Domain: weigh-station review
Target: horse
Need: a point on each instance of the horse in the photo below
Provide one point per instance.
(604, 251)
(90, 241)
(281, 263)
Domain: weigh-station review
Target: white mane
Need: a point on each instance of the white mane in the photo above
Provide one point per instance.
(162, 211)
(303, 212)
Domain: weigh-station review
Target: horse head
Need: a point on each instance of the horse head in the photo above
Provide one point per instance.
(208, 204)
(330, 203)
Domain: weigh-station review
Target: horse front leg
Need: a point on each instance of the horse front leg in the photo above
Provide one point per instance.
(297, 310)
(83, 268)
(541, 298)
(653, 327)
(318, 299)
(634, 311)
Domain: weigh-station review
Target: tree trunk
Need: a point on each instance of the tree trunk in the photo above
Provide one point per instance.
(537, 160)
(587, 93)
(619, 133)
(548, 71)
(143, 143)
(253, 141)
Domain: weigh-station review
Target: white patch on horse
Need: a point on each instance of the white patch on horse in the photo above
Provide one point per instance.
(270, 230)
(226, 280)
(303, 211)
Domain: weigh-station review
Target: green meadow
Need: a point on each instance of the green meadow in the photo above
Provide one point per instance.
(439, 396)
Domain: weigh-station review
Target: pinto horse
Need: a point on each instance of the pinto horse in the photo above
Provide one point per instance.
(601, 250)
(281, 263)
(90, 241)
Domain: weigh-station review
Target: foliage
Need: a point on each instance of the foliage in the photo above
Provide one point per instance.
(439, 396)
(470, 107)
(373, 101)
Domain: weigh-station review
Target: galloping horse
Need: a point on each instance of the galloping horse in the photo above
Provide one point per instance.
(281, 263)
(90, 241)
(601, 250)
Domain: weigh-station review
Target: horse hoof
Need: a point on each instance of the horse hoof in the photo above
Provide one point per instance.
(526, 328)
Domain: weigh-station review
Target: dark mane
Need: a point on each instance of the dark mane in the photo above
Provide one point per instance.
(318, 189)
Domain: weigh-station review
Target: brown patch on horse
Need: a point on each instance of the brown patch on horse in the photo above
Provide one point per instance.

════════

## GIVEN INSTRUCTION
Every entry in the listing must be retyped exactly.

## FINAL ANSWER
Domain: weigh-station review
Target: horse
Need: a point on each instance of the horse in the photo below
Provide one point per instance.
(604, 251)
(90, 241)
(281, 263)
Domain: weigh-station review
Target: white mane
Need: a point on each instance of the white mane in the photo above
Provide one point per instance.
(162, 211)
(303, 212)
Domain: weigh-station review
Target: horse head
Need: a point on each instance of the horse head in the photo above
Provide one point per instance.
(208, 204)
(330, 203)
Domain: weigh-station review
Target: horse front leg
Need: a point on each instance of the horse front leg in the photo above
Provide one point per instance.
(297, 310)
(83, 268)
(541, 298)
(653, 327)
(318, 299)
(634, 311)
Domain: weigh-station review
Target: tree trunk
Need: a point on each instance of the tree trunk in the photo above
Provide one point per instance.
(537, 160)
(587, 93)
(619, 133)
(548, 71)
(143, 143)
(253, 141)
Domain: weigh-station review
Target: white patch on horse
Need: a point on each instance of the white patch on horse in the photo above
Provide one point per instance.
(270, 230)
(226, 280)
(303, 211)
Domain: weigh-station review
Target: green meadow
Need: a point on each instance of the green meadow in the photo above
Provide one point per instance.
(439, 396)
Domain: weigh-station review
Target: pinto horse
Need: a point on each instance of the pinto horse in the photo above
Provide one point per instance.
(601, 250)
(281, 263)
(90, 241)
Domain: weigh-station review
Target: foliage
Need: a point on each instance of the foliage in the photo above
Provide one point per instance.
(439, 396)
(470, 107)
(373, 101)
Domain: weigh-station review
Target: galloping horse
Need: a point on each instance of the galloping horse in the photo above
Provide one point per instance.
(281, 263)
(90, 241)
(601, 250)
Domain: weigh-station review
Target: horse hoof
Need: a point on each instance of the horse hoof in the photo above
Provide one point per instance.
(526, 328)
Domain: weigh-station review
Target: dark mane
Need: a point on each instance of the dark mane in the photo above
Provide one point per instance.
(318, 189)
Domain: weigh-station review
Target: brown patch on horse
Need: a point on each instance of the brown patch on horse in the photo above
Provide one point per instance.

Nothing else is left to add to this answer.